[What needs to be done] Rewrite the lines of the listing from the line containing "Above you see an image. Your job: find the purple" through the end of the listing, replacing "purple flower" with "lavender blossom" and leaving everything else unchanged.

[Dataset records]
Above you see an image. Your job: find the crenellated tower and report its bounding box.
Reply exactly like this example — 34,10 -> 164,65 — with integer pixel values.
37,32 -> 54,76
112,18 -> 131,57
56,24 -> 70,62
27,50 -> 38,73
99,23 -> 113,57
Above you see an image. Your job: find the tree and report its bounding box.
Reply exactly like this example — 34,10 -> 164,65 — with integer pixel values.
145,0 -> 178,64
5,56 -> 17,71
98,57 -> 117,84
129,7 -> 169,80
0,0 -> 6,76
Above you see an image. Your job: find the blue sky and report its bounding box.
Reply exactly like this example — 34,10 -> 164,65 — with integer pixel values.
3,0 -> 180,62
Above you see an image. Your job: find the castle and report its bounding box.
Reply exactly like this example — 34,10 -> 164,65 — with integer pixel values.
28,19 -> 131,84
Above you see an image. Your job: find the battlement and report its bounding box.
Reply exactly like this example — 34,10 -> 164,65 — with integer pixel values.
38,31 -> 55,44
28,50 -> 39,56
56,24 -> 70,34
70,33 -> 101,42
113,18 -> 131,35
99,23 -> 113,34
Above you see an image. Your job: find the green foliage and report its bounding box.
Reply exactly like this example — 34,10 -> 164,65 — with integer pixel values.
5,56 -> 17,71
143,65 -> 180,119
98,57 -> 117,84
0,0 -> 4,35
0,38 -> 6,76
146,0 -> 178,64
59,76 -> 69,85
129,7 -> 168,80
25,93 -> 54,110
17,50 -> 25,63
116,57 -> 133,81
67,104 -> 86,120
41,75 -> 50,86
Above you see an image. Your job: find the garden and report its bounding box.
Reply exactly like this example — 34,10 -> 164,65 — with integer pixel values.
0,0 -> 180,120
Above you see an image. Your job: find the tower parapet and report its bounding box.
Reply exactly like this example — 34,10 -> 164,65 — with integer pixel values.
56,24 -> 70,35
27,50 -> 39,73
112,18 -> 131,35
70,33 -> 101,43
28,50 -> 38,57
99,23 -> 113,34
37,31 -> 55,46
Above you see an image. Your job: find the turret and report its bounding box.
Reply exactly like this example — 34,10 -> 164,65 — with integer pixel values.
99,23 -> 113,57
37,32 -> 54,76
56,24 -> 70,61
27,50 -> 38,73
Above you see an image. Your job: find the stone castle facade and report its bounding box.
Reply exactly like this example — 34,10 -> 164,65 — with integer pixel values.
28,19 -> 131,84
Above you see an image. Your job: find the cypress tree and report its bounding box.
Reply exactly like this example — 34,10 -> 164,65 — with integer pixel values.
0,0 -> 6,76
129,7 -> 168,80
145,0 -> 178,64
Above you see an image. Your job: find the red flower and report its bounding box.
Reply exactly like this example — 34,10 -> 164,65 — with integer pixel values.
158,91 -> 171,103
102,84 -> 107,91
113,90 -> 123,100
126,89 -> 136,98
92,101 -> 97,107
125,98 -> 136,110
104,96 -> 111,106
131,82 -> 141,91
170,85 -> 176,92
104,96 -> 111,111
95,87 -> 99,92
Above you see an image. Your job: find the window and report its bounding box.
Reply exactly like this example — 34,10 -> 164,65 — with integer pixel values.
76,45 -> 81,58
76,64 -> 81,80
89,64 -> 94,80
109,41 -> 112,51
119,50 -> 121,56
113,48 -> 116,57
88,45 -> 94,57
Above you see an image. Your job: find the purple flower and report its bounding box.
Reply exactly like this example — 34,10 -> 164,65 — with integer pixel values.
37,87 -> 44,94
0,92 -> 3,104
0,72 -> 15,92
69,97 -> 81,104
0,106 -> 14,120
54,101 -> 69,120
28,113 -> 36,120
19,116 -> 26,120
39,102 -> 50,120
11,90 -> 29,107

[Response]
Above you see an image. Your job: find the lavender blossom and report its bounding box.
Reply exactly like this example — 34,10 -> 164,65 — with integer pixel values.
37,87 -> 44,94
0,92 -> 3,104
0,72 -> 15,92
69,97 -> 81,104
0,106 -> 14,120
54,101 -> 69,120
28,113 -> 36,120
19,116 -> 26,120
39,102 -> 50,120
11,90 -> 29,107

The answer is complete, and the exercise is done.